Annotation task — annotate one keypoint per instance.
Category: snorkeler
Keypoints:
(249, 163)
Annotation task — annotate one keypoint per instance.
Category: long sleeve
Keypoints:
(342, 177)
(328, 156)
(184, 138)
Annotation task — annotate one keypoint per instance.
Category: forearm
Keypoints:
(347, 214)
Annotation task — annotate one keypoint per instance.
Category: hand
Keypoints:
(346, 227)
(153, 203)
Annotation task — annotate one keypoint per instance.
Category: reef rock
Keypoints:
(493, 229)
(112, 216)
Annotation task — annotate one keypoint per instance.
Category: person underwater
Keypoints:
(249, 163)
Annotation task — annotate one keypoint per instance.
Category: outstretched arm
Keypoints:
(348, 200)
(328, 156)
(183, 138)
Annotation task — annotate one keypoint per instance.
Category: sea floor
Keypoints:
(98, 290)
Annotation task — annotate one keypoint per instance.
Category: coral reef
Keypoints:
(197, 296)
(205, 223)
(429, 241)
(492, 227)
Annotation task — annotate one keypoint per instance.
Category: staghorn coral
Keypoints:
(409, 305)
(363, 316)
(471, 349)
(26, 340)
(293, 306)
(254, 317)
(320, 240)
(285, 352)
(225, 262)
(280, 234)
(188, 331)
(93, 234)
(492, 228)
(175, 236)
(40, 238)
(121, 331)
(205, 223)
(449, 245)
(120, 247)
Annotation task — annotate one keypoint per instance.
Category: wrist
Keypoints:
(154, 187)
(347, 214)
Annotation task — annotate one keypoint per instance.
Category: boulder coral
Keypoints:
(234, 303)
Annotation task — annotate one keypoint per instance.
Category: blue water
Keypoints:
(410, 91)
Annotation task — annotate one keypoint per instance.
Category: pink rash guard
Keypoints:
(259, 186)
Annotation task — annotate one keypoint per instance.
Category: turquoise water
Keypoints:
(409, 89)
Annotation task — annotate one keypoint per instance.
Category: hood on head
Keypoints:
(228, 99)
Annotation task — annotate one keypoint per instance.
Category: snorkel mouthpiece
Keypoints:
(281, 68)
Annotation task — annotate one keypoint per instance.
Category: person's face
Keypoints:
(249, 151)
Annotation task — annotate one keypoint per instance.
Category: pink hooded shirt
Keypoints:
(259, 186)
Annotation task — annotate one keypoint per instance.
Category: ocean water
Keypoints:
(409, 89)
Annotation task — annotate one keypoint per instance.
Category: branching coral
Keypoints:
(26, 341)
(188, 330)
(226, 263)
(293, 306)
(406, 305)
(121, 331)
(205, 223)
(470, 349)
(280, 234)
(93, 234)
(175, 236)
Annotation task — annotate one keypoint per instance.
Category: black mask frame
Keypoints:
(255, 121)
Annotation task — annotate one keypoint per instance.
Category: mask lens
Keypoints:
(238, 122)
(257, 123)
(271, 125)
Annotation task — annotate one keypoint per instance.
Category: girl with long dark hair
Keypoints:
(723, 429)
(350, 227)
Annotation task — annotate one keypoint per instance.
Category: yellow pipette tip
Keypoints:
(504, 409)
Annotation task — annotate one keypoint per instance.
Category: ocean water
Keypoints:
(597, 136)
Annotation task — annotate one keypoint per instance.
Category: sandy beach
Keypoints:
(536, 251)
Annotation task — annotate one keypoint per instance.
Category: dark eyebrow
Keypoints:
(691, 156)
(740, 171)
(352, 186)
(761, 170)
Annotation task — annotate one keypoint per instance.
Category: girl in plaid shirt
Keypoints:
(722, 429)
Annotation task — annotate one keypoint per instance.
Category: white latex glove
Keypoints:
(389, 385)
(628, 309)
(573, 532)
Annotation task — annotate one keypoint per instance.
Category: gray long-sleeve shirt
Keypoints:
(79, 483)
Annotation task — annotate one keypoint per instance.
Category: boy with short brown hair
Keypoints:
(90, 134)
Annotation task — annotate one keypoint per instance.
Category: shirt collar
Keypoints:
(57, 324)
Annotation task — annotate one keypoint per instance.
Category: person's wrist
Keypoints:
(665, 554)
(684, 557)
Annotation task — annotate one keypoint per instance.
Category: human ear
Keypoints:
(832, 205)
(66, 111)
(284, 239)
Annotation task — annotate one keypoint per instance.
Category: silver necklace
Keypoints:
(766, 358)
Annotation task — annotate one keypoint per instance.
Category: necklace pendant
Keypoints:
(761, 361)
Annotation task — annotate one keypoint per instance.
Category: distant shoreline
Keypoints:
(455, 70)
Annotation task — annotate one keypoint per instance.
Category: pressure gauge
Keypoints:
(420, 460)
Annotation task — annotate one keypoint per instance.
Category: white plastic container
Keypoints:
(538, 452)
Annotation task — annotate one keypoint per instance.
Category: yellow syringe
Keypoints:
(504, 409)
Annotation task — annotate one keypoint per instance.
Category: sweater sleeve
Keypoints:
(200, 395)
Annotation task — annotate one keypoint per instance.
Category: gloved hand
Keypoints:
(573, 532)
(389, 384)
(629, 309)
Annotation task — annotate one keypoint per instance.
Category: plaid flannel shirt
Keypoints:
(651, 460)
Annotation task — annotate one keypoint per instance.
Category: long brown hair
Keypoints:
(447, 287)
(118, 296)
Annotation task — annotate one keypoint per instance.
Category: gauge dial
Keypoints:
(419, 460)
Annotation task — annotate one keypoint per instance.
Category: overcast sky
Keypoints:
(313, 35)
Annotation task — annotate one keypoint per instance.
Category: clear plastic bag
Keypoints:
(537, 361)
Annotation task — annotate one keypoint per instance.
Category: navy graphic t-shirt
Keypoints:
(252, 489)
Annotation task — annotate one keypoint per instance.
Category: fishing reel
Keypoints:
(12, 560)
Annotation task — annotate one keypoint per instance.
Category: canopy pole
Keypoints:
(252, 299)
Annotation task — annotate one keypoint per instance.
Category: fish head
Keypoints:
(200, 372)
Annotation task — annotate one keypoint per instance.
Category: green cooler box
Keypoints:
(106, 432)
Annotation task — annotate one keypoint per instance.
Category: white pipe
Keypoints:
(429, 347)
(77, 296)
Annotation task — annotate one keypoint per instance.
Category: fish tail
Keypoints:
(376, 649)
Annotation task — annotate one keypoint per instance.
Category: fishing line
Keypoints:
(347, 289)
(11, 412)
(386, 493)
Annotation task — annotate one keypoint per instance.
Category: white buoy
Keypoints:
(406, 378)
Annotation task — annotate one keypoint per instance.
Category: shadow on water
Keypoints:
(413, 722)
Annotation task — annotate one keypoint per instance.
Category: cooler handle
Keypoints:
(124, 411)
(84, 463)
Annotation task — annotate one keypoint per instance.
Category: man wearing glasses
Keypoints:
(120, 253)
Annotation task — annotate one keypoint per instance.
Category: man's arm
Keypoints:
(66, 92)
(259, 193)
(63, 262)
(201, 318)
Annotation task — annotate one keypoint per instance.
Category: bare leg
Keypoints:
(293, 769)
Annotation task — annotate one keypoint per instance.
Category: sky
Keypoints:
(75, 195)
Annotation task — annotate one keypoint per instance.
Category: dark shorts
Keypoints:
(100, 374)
________________________________________
- TASK TO CARRY OUT -
Respond with the count of lines above holding the string "plaid", and leave out everything else.

- ANSWER FOR THE TASK -
2